§ PAGE TEXT
Content starts

But as the tensions persist, something else is happening in Akwa Ibom State. It is not terror but embrace. Not just embrace, but medals. The U.S. consul general, Will Stevens, has all the warm words for the governor of Akwa Ibom State, Udom Emmanuel. And or good reasons.
He said it was the first state he has visited, and had not been at peace with travelling outside Lagos State. Listen: “It is a real honour for me to visit Akwa Ibom,” he purrs. “This is my first trip outside Lagos and I’m truly impressed.”
He did not just fly to Uyo. His choice of transportation was a tribute to the shepherd of the oil-rich state. “I flew in on Ibom Air and I’m looking forward to another flight in it.”
But Ibom air, the state’s aviation pride and one of the marvels of Emmanuel’s stewardship, was just one of the beauties that the consul general has given thumps up. He was more focused on the governor’s style and substance of governance. He was referring to the way Emmanuel has handled finance and accountability, as a flagship for his peers. “The state leads all other states in Nigeria in creating its public finance plan,” he said. “We are particularly proud of this and hope that your government is also very proud of it,” Consul General Stevens affirmed.
He found this a breath of fresh air. It is poignant for a nation and at a time when corruption rules while the country is bellyaching over the loss of a chunk of its oil revenue to organized crime and a country where one civil servant has not accounted for over N80 billion. Emmanuel, who is known to privilege Christian ethics over mundane morality, has shown the way.
With such credits, it is understandable why Stevens chose Akwa Ibom as his first port of call in all the 36 states in the federation. The state did not have to be large. It did not have to be rich or poor. It did not have to have the large mountain to catch the eye, or the roaring seas to capture the ears. It had to do well, to account to the people, and even as small a state as it is, the United States does not need a big, rumbling giant on the map to notice the work Emmanuel has done as he turns to the last phase of his mandate. Hence the United States prioritises work with Emmanuel and his state.
“Akwa Ibom State is one of the first partners in Africa that has improved on fiscal transparency,” he noted.
He identified health, public accountability and fiscal transparency. What he implied is that there is no opaque accounting in the work of his capital projects, nothing to hide in the earth or in the sky about Ibom Air, nothing in the shadows or in the sky with the Dakkada Tower, perhaps the only building that can sniff the clouds in the region. No fear of crime in the sprawling infrastructure work changing the landscape from the city of Uyo to the borders of Abia State or the shoulders of Cross River into the entrails of the rural areas.

Content ends

§ EXTRACTED ENTRIES
Content starts

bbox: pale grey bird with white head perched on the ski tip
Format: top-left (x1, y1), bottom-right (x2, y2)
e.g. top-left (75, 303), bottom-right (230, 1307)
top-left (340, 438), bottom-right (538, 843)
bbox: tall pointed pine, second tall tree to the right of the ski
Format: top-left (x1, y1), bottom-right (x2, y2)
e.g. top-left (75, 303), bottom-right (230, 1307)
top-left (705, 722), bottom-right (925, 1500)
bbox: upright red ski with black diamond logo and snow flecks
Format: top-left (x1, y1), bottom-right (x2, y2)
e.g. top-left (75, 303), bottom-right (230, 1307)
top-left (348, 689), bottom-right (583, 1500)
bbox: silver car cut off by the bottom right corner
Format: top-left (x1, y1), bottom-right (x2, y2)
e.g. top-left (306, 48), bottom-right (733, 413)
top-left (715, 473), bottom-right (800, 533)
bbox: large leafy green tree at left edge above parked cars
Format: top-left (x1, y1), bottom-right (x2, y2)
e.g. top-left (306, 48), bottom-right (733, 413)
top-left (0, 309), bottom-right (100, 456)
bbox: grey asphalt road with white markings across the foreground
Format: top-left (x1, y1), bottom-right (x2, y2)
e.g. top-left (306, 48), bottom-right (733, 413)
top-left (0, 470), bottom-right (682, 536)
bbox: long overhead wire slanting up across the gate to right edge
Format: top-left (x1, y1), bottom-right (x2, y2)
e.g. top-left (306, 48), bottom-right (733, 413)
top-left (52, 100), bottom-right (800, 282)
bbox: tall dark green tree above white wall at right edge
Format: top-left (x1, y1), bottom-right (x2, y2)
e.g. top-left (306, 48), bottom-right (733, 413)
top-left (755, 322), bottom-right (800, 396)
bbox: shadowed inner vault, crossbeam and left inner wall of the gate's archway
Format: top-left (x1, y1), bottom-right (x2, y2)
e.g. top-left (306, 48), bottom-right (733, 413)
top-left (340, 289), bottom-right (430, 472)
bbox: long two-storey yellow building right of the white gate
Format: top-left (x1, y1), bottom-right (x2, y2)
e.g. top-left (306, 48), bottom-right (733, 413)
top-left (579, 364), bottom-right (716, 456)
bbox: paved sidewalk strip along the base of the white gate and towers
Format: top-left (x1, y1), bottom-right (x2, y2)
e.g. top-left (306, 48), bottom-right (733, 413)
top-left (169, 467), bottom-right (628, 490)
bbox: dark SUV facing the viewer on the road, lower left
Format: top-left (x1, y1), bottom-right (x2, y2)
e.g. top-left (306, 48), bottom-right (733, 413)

Content ends

Write out the passage about Akwa Ibom State word for word, starting at "He identified health, public" and ending at "the rural areas.". None of the lines are required for this work.

He identified health, public accountability and fiscal transparency. What he implied is that there is no opaque accounting in the work of his capital projects, nothing to hide in the earth or in the sky about Ibom Air, nothing in the shadows or in the sky with the Dakkada Tower, perhaps the only building that can sniff the clouds in the region. No fear of crime in the sprawling infrastructure work changing the landscape from the city of Uyo to the borders of Abia State or the shoulders of Cross River into the entrails of the rural areas.